[Images for object localization]
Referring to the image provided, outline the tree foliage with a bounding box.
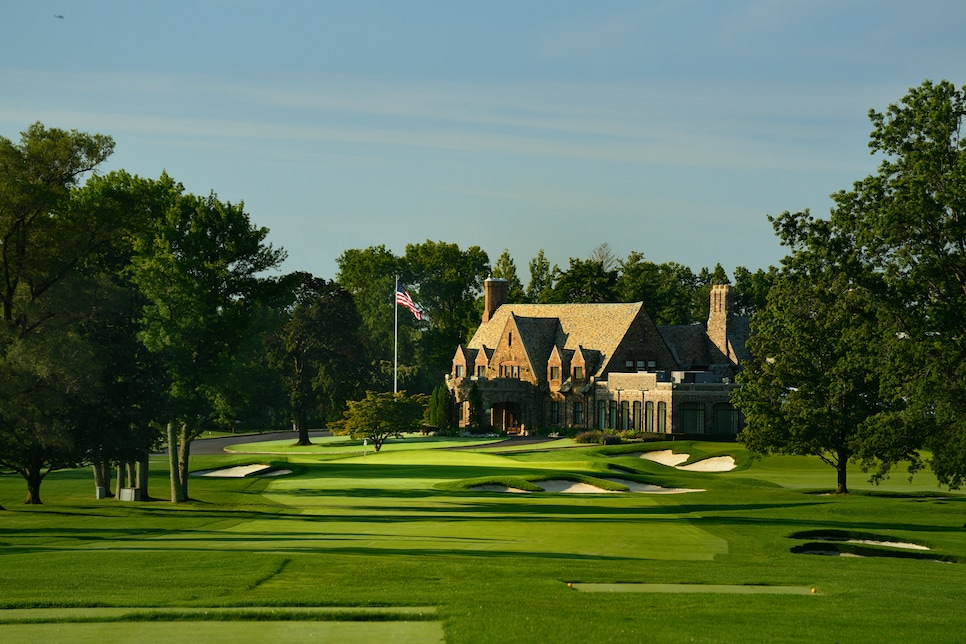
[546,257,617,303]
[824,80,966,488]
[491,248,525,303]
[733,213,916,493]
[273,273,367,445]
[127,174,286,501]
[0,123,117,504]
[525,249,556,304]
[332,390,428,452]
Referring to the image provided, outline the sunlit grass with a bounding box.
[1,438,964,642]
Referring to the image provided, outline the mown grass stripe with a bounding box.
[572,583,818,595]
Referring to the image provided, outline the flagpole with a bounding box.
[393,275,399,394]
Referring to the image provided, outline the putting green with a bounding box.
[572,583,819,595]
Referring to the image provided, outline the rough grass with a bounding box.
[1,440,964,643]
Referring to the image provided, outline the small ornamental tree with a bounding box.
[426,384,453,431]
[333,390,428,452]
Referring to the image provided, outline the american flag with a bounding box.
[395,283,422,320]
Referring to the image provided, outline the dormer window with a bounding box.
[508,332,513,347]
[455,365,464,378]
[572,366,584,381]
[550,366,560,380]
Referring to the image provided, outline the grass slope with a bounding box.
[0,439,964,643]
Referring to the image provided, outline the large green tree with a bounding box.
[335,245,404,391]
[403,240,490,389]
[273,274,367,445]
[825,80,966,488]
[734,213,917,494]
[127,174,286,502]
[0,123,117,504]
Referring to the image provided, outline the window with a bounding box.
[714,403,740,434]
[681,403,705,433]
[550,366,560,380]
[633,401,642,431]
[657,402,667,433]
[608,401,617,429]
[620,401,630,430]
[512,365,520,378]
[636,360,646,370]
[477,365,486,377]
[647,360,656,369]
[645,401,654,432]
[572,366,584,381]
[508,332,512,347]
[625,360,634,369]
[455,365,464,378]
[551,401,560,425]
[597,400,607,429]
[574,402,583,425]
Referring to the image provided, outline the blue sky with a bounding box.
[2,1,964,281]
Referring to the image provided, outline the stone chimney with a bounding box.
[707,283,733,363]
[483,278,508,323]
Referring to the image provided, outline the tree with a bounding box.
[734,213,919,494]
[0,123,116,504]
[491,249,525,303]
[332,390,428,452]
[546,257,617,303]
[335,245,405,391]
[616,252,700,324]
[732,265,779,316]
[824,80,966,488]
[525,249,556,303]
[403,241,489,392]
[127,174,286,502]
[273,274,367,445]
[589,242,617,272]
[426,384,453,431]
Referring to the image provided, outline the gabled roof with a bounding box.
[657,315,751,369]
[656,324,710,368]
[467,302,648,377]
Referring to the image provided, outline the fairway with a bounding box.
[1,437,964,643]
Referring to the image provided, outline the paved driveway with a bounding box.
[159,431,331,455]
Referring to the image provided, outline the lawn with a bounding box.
...
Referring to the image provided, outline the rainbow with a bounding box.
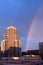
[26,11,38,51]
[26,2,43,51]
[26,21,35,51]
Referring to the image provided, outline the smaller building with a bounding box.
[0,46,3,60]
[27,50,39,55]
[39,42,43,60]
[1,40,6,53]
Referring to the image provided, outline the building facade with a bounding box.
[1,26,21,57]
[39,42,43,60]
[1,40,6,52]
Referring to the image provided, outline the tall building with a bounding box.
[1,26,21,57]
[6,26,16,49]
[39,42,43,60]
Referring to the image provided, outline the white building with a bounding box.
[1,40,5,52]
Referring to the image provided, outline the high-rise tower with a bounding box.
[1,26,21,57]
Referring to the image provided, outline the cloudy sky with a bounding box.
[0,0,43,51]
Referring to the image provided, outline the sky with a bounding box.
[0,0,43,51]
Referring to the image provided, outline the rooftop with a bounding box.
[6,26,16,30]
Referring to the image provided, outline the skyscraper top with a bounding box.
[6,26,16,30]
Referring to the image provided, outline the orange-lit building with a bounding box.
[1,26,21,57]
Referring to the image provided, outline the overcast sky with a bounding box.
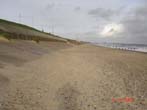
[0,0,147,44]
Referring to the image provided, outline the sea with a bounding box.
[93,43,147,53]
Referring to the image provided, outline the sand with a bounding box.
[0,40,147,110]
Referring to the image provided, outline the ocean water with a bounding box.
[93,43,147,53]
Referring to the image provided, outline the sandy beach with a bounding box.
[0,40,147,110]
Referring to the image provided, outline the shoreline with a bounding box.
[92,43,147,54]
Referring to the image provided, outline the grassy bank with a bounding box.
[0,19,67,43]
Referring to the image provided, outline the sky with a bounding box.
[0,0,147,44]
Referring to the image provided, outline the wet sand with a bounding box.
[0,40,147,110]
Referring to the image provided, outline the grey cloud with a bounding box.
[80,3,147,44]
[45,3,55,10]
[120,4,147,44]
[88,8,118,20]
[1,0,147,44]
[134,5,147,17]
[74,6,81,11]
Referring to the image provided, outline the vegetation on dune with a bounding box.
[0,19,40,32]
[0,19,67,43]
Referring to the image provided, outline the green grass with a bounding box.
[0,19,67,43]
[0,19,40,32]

(Task to carry out)
Give back exactly the lines above starting at the line where "Referring to the image provided, outline the gabled" appears and ending at the line where "Referring to the image provided, outline the lawn" appears, both included, with no other lines.

(Solution for this exercise)
Referring to the image provided, outline the gabled roof with a bounding box.
[657,315,751,369]
[656,324,710,368]
[467,302,648,377]
Referring to the image provided, outline the fairway with a bounding box.
[1,437,964,643]
Referring to the image provided, outline the paved driveway with a bounding box.
[159,431,331,455]
Referring to the image provided, outline the lawn with a bounding box.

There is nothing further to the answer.